* **Information shown**
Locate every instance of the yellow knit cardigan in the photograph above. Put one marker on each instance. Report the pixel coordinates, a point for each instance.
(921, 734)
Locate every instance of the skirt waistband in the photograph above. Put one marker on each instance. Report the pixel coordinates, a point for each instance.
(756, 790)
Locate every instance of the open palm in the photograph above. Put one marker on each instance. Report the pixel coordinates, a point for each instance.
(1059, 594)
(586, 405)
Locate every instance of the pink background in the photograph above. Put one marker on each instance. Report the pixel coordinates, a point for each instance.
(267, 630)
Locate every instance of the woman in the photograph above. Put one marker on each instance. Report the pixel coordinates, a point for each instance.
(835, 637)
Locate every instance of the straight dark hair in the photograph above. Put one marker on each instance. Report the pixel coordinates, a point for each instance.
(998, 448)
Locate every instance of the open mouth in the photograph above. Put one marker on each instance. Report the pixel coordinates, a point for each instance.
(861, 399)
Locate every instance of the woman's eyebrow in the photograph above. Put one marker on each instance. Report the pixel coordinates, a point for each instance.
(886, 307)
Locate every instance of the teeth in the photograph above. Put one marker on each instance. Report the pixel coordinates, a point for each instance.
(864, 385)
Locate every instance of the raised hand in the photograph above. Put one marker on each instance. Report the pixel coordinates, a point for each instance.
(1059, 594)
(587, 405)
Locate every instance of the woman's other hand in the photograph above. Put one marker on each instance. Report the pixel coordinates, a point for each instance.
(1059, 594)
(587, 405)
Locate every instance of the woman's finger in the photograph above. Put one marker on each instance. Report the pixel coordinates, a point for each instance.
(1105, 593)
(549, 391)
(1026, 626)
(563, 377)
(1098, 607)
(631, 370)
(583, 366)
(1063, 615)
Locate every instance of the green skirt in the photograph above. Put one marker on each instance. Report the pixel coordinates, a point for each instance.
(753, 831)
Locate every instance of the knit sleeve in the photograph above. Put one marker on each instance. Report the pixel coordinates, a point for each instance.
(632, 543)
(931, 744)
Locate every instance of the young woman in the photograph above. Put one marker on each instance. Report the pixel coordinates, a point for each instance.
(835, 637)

* **What is required**
Every single entry is to be retyped exactly.

* **Solution for this exercise**
Locate every instance of the yellow knit cardigan in the photograph above. Put one marker on each instance. Report the pixel coordinates, a point for each instance.
(921, 734)
Locate every instance of the skirt waistband in the photograph above. Put one marker on each instance. Report the pixel coordinates, a point for each instance.
(756, 790)
Locate every instance of the open palm in the photograph above. Put one marker on each instance. Report the pixel coordinates, a point for each instance.
(1059, 594)
(586, 405)
Locate every instance of the pink background in the photograph above. Put one marker on each instance. Report the pixel coordinates, a point for each instance.
(267, 630)
Locate every instance of the woman in the photograph above. Put one marker on each instance. Report the pixel coordinates, a point for each instance.
(835, 637)
Locate every instance of the straight dark hair in the photograph above. Put one marker on each instance. Report the pixel coordinates, a point for each instance.
(998, 448)
Locate every instance of the open mouth in the photograph above. Put one marker on each instance. Report the pixel coordinates, a point for each instance.
(861, 399)
Locate every instance of the woman's eyebrow in the photograph above. Put one marker on each instance. Report the pixel coordinates, a point for each instance.
(886, 307)
Locate every instance of the teeth in the photograph above. Put one marker on each instance. Report the pixel coordinates, a point for each instance.
(864, 385)
Locate every instance of the raised hand in the photograph above. Put one marker on each instance. Report the pixel coordinates, a point for each instance.
(1059, 594)
(587, 405)
Locate every instance of the woman's other hand in the photograph above. Put one marker on each instance. Report the pixel coordinates, a point for each instance.
(1059, 594)
(587, 405)
Locate every instance of the woman's finger in the photograph above. Put one marker on each instance. Report the pixel coordinates, a point for each instance.
(1105, 593)
(549, 391)
(1026, 626)
(563, 377)
(1098, 607)
(631, 370)
(583, 366)
(1063, 615)
Locate every instance of the green skirt in the photograph above. Put one marker on each instance. Report the pixel coordinates, a point for each instance.
(753, 831)
Locate every instance of the knit sleeve in the photograph above. Put one marker on each instance. Report the pixel coordinates, a point for each instance.
(632, 543)
(931, 744)
Locate every instance of the young woman in the photograph above. Put one marker on each instance. Report the pixel coordinates, a point for each instance.
(835, 637)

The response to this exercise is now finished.